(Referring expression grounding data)
· · ·
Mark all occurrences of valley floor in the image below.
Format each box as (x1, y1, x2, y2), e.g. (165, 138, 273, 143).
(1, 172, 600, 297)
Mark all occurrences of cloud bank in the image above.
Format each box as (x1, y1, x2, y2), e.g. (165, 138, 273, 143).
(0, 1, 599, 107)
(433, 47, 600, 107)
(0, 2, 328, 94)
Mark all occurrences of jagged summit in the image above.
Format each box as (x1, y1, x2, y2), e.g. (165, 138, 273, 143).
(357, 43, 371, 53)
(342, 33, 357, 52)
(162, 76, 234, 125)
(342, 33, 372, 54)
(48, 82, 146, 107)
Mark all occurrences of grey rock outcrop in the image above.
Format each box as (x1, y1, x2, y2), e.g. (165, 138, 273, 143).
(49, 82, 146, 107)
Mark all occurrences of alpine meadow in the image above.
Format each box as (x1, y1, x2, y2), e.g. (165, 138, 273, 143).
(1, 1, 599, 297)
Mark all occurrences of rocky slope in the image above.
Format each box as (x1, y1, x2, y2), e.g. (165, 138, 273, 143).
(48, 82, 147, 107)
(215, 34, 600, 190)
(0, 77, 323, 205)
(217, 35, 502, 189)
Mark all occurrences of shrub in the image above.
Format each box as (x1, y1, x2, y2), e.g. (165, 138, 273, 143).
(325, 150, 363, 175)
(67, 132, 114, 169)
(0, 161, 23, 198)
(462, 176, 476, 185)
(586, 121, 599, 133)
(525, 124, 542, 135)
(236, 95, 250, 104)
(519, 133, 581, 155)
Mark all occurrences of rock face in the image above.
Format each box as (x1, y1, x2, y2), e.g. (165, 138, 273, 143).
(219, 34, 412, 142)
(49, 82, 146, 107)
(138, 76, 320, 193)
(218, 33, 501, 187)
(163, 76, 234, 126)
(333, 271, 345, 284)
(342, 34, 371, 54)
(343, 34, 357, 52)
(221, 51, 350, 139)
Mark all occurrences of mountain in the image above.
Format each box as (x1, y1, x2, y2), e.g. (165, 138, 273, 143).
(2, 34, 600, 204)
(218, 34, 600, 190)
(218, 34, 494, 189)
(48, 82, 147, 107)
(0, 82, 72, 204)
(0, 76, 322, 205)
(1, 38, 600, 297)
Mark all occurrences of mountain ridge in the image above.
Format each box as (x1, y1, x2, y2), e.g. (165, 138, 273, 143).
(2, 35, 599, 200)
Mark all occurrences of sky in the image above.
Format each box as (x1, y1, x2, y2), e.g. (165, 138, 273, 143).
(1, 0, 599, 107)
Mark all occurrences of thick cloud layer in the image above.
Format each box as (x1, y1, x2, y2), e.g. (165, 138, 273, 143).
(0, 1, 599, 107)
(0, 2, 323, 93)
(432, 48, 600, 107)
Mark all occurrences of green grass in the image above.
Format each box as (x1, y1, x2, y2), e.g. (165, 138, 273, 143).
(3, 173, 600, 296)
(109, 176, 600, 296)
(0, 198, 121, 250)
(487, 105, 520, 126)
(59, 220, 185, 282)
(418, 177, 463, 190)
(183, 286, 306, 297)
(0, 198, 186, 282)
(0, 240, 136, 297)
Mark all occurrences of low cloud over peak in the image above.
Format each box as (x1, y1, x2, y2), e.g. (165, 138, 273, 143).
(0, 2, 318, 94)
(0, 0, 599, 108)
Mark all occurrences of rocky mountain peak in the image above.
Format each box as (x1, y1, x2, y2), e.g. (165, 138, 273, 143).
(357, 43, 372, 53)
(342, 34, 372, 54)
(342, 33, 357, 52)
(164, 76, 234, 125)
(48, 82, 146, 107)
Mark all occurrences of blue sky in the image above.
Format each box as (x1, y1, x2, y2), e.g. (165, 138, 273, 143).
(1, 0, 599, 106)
· · ·
» Task description:
With no word changed, write the entries out once more.

» Exercise result:
Mark all occurrences of valley floor in the image below.
Format each box as (x1, y1, x2, y2), e.g. (165, 138, 273, 143).
(1, 172, 600, 297)
Mark all occurrences of cloud bank in the image above.
Format each box as (x1, y1, x2, y2), e.g. (165, 138, 273, 143).
(0, 1, 599, 107)
(433, 47, 600, 107)
(0, 2, 328, 94)
Mark all occurrences of jagged summit in the image above.
Format each box as (x1, y1, x2, y2), e.g. (165, 138, 273, 143).
(357, 43, 371, 53)
(342, 33, 357, 52)
(162, 76, 234, 125)
(342, 33, 372, 54)
(48, 82, 146, 107)
Mark all occurrences of grey rock outcrop in the image above.
Format each box as (x1, y1, x2, y2), e.g. (165, 138, 273, 143).
(49, 82, 146, 107)
Mark all occurrences of alpine meadow in the image above.
Format each box as (x1, y1, x2, y2), e.g. (165, 138, 273, 143).
(1, 1, 599, 297)
Mark all occurrences of rocky slope in the image above.
Format each box as (x1, y1, x2, y2), e.g. (165, 138, 273, 143).
(48, 82, 147, 107)
(215, 34, 600, 190)
(0, 77, 323, 205)
(217, 35, 502, 189)
Mark all occurrences of shrub in the image above.
Format each box as (x1, y1, x2, y2), e.g. (165, 138, 273, 143).
(325, 150, 363, 175)
(67, 132, 114, 169)
(0, 161, 23, 198)
(462, 176, 476, 185)
(586, 121, 599, 133)
(525, 124, 542, 135)
(236, 95, 250, 104)
(519, 133, 581, 155)
Mark all occurrences of rock face in the image above.
Format each box as (x1, y1, x2, y2), e.g. (165, 138, 273, 143).
(219, 34, 412, 142)
(49, 82, 146, 107)
(138, 76, 320, 193)
(218, 33, 501, 187)
(163, 76, 234, 126)
(333, 271, 345, 284)
(342, 34, 371, 54)
(343, 34, 357, 52)
(221, 51, 350, 139)
Mark all occurrences of mountain in the image above.
Format each box as (x1, y1, x2, y2), e.g. (165, 138, 273, 143).
(2, 34, 600, 204)
(218, 34, 600, 190)
(218, 34, 494, 189)
(48, 82, 147, 107)
(0, 82, 72, 204)
(0, 76, 322, 205)
(1, 38, 600, 297)
Mark all occurrences of mountain ridge in the image above.
Format each box as (x1, y1, x2, y2), e.g. (165, 138, 273, 143).
(2, 35, 599, 200)
Mark all occurrences of sky in the image above.
Format each box as (x1, y1, x2, y2), e.g. (165, 138, 273, 143).
(1, 0, 599, 107)
Mark all occurrences of thick cloud layer in the image above.
Format each box as (x1, y1, x2, y2), e.g. (165, 138, 273, 143).
(0, 1, 599, 107)
(0, 2, 323, 93)
(432, 48, 600, 107)
Mark all occurrences of green grass in the image above.
Format each box as (x1, y1, x2, y2), e.g. (165, 138, 273, 143).
(3, 173, 600, 296)
(109, 176, 600, 296)
(0, 198, 121, 250)
(487, 105, 520, 126)
(59, 220, 185, 282)
(418, 177, 463, 190)
(183, 286, 306, 297)
(0, 198, 186, 282)
(0, 240, 136, 297)
Mark all occurrences of low cloud over peak in the image above.
Format each box as (x1, y1, x2, y2), e.g. (165, 138, 273, 143).
(0, 2, 318, 94)
(0, 0, 599, 108)
Mark all occurrences of rocky mountain peak in the image above.
Format each box as (x1, y1, x2, y2), e.g. (165, 138, 273, 143).
(357, 43, 372, 53)
(342, 34, 372, 54)
(342, 33, 357, 52)
(164, 76, 234, 125)
(48, 82, 146, 107)
Mark all occurrences of blue sky in the image above.
Format each box as (x1, y1, x2, y2), e.g. (165, 138, 273, 143).
(1, 0, 599, 106)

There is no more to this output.